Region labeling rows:
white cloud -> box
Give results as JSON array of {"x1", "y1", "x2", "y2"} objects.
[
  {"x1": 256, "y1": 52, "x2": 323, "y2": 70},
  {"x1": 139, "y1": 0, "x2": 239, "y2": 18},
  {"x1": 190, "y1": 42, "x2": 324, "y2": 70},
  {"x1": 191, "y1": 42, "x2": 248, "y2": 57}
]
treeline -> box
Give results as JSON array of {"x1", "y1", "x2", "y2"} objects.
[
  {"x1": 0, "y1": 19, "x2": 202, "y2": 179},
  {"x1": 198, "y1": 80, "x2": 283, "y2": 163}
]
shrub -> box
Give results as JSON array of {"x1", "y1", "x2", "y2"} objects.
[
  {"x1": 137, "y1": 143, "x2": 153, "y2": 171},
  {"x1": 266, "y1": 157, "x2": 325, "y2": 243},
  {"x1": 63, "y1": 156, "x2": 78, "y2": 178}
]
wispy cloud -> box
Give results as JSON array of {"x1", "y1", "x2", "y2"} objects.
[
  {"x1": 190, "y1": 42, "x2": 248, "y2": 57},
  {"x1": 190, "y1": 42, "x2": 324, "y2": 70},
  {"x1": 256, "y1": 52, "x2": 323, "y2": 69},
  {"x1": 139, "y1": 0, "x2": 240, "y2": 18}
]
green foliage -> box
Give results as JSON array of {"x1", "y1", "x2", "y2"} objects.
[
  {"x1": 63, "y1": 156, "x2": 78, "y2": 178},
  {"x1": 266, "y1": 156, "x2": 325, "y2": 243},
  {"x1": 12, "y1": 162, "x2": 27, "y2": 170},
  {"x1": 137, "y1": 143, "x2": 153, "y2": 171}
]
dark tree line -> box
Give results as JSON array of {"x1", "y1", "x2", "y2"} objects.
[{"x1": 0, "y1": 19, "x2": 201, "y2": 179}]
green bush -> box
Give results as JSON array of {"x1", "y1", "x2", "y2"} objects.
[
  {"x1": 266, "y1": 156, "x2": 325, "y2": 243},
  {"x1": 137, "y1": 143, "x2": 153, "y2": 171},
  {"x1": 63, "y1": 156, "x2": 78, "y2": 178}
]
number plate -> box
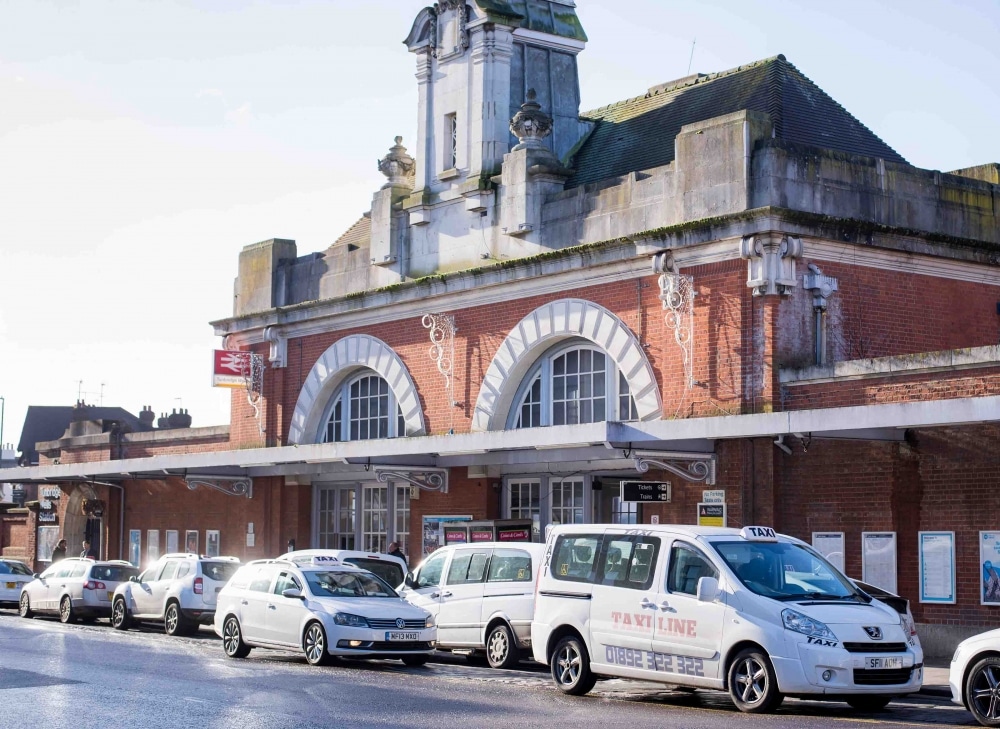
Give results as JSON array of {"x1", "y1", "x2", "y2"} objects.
[
  {"x1": 868, "y1": 658, "x2": 903, "y2": 670},
  {"x1": 385, "y1": 630, "x2": 420, "y2": 641}
]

→ Instructions for the task:
Rewrite every line of the rows above as a JSON list of strings, one string per line, with blank lines skipped. Leave the picture out of the list.

→ Answer to the task:
[
  "white cloud -> box",
  "Give results as JSON array of {\"x1\", \"y1\", \"x2\", \"y2\"} objects.",
  "[",
  "  {\"x1\": 256, \"y1\": 52, \"x2\": 323, \"y2\": 70},",
  "  {\"x1\": 139, \"y1\": 0, \"x2\": 239, \"y2\": 18},",
  "  {\"x1\": 190, \"y1\": 42, \"x2\": 324, \"y2\": 70},",
  "  {\"x1\": 191, \"y1\": 42, \"x2\": 248, \"y2\": 57}",
  "]",
  "treeline -> box",
  "Give results as JSON array of {\"x1\", \"y1\", \"x2\", \"y2\"} objects.",
  "[",
  "  {\"x1\": 0, \"y1\": 19, \"x2\": 202, \"y2\": 179},",
  "  {\"x1\": 198, \"y1\": 80, \"x2\": 283, \"y2\": 163}",
  "]",
  "shrub -> box",
  "Give results as JSON array of {\"x1\", \"y1\", \"x2\", \"y2\"} objects.",
  "[",
  "  {\"x1\": 137, \"y1\": 143, \"x2\": 153, \"y2\": 171},",
  "  {\"x1\": 266, \"y1\": 157, \"x2\": 325, \"y2\": 243},",
  "  {\"x1\": 63, \"y1\": 156, \"x2\": 78, \"y2\": 178}",
  "]",
  "wispy cloud -> box",
  "Give results as JSON array of {\"x1\", \"y1\", \"x2\", \"y2\"} objects.",
  "[",
  "  {\"x1\": 190, \"y1\": 42, \"x2\": 248, \"y2\": 57},",
  "  {\"x1\": 190, \"y1\": 42, \"x2\": 324, \"y2\": 70},",
  "  {\"x1\": 256, \"y1\": 52, \"x2\": 323, \"y2\": 69},",
  "  {\"x1\": 139, \"y1\": 0, \"x2\": 240, \"y2\": 18}",
  "]",
  "green foliage -> box",
  "Give results as JSON array of {\"x1\", \"y1\", \"x2\", \"y2\"} objects.",
  "[",
  "  {\"x1\": 63, \"y1\": 156, \"x2\": 78, \"y2\": 178},",
  "  {\"x1\": 266, \"y1\": 156, \"x2\": 325, \"y2\": 243},",
  "  {\"x1\": 12, \"y1\": 162, \"x2\": 27, \"y2\": 170},",
  "  {\"x1\": 137, \"y1\": 143, \"x2\": 153, \"y2\": 171}",
  "]",
  "dark tree line -> box",
  "Give results as JSON array of {\"x1\", \"y1\", \"x2\", \"y2\"} objects.",
  "[{\"x1\": 0, \"y1\": 19, \"x2\": 201, \"y2\": 179}]",
  "green bush -> box",
  "Give results as JSON array of {\"x1\", \"y1\", \"x2\", \"y2\"} objects.",
  "[",
  "  {\"x1\": 266, \"y1\": 156, \"x2\": 325, \"y2\": 243},",
  "  {\"x1\": 137, \"y1\": 143, \"x2\": 153, \"y2\": 171},",
  "  {\"x1\": 63, \"y1\": 156, \"x2\": 78, \"y2\": 178}",
  "]",
  "number plate -> box",
  "Give results as JSON array of {\"x1\", \"y1\", \"x2\", \"y2\"} objects.",
  "[",
  "  {\"x1\": 868, \"y1\": 658, \"x2\": 903, \"y2\": 670},",
  "  {\"x1\": 385, \"y1\": 630, \"x2\": 420, \"y2\": 641}",
  "]"
]